> [About this exercise]: Could you copy every record exactly as it appears?

= = = = =

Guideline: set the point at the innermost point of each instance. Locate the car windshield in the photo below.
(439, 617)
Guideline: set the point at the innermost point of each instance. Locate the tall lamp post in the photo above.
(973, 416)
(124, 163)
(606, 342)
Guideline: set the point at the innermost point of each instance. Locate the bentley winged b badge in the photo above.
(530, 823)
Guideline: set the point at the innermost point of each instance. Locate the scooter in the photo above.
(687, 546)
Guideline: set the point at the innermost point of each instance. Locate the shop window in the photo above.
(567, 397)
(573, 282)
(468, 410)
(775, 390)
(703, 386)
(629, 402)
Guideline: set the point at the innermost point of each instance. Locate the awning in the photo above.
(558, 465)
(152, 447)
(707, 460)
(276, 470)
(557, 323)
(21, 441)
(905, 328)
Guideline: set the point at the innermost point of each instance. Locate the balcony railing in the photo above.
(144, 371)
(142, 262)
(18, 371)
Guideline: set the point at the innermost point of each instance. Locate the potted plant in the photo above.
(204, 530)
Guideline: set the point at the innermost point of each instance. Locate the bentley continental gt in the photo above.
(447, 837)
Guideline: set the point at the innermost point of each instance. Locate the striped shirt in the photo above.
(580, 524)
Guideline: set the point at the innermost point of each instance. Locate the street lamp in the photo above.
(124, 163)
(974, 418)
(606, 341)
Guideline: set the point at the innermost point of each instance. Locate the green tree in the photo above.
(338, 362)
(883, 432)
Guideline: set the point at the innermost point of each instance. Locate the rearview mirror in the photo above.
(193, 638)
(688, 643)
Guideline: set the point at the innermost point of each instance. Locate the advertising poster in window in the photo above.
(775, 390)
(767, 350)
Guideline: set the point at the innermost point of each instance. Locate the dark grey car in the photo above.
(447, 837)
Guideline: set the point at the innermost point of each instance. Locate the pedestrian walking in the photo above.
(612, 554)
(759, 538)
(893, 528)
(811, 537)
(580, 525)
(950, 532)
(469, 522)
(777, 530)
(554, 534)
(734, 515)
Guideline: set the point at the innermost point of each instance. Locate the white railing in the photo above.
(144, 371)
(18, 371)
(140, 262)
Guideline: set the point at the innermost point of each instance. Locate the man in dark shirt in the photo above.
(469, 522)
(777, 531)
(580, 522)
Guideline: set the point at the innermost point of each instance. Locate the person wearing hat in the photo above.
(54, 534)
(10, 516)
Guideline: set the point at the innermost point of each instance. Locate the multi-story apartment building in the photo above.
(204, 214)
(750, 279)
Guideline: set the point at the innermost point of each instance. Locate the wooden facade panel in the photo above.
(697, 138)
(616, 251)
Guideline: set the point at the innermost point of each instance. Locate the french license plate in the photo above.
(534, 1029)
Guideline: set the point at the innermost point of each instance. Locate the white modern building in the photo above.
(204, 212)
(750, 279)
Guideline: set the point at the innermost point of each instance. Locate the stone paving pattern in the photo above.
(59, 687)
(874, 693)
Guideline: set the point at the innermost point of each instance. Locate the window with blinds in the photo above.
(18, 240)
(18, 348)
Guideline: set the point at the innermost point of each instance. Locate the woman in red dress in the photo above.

= = = = =

> [Your solution]:
Guideline: set the point at the innermost point of each instance. Locate the car windshield in the photo below.
(439, 617)
Guideline: set the point at the innermost point of each instance. Locate the tall lamp post in the photo above.
(973, 416)
(124, 163)
(606, 342)
Guideline: set the point at the innermost point of each instance. Locate the bentley winged b badge in the photo above.
(530, 823)
Guideline: set the point at the innermost point of each instance. Locate the scooter in the photo above.
(687, 546)
Guideline: set the point at the innermost point of each instance. Locate the shop window in the photo above.
(567, 397)
(573, 282)
(468, 410)
(775, 390)
(703, 386)
(629, 402)
Guideline: set the point at the innermost point of each instance. Locate the awning in the photo above.
(558, 465)
(152, 447)
(707, 460)
(276, 470)
(557, 323)
(21, 441)
(905, 328)
Guideline: set the point at the innermost point of each instance. Locate the balcony railing in the photo above.
(144, 371)
(142, 262)
(18, 371)
Guideline: set the point at the innermost point of each instance. Locate the potted plant in the photo above.
(204, 530)
Guideline: set the point at the innermost point of each instance. Locate the bentley continental gt in the photo above.
(447, 837)
Guideline: set the point at the innermost point of each instance. Locate the striped shirt in the photo above.
(580, 524)
Guideline: set the point at the innermost point of each instance. Locate the street lamp in the photo above.
(124, 163)
(974, 418)
(606, 341)
Guideline: set the point at the innermost point of each instance. Locate the green tree in the photo above.
(338, 362)
(883, 432)
Guideline: set the point at the innermost point of each instance. Locate the rearview mirror in the photo above.
(193, 638)
(688, 643)
Guideline: set the point at the innermost point of each instance. Locate the advertising poster in window in the photo above.
(775, 390)
(767, 350)
Guideline: set the point at the innermost point of each instance. Locate the dark grey car in the photo above.
(447, 837)
Guideline: set the point at the innermost point of each instance. Locate the pedestrian walking in the photo above.
(612, 554)
(759, 538)
(893, 528)
(811, 537)
(580, 525)
(950, 532)
(469, 522)
(777, 530)
(554, 534)
(734, 515)
Guideline: set the point at the innermost point of each instance. Locate the white railing in the photo above.
(144, 371)
(18, 371)
(140, 262)
Guideline: set the point at the innermost point of each instance. Locate the man in dark shirt in the photo above.
(469, 522)
(777, 531)
(580, 522)
Guideline: set the point at the innermost point of each instance. Locate the person wearing hat in the photo above.
(54, 534)
(10, 516)
Guideline: set the point at the innermost point of each instance. Locate the multi-story apartment building in the photo above.
(204, 214)
(750, 279)
Guideline: set the point at the innermost point of each instance. Locate the wooden facade panel in the photo above.
(697, 138)
(616, 251)
Guideline: set the point at the innermost point of each instance. Locate the french license plate in the photo above.
(534, 1029)
Guideline: set the point at the innermost point of each instance. Locate the white modern building in the photo above.
(204, 212)
(750, 279)
Guideline: set the point at the innermost point of each instance. Locate the stone paving pattern in the photo above.
(59, 687)
(874, 693)
Guideline: set the point at the innermost point of each instance. Locate the window with blinds in the photo above.
(18, 240)
(18, 348)
Guideline: set the point at the innermost point of each instance. Locate the woman in red dress in the photo above.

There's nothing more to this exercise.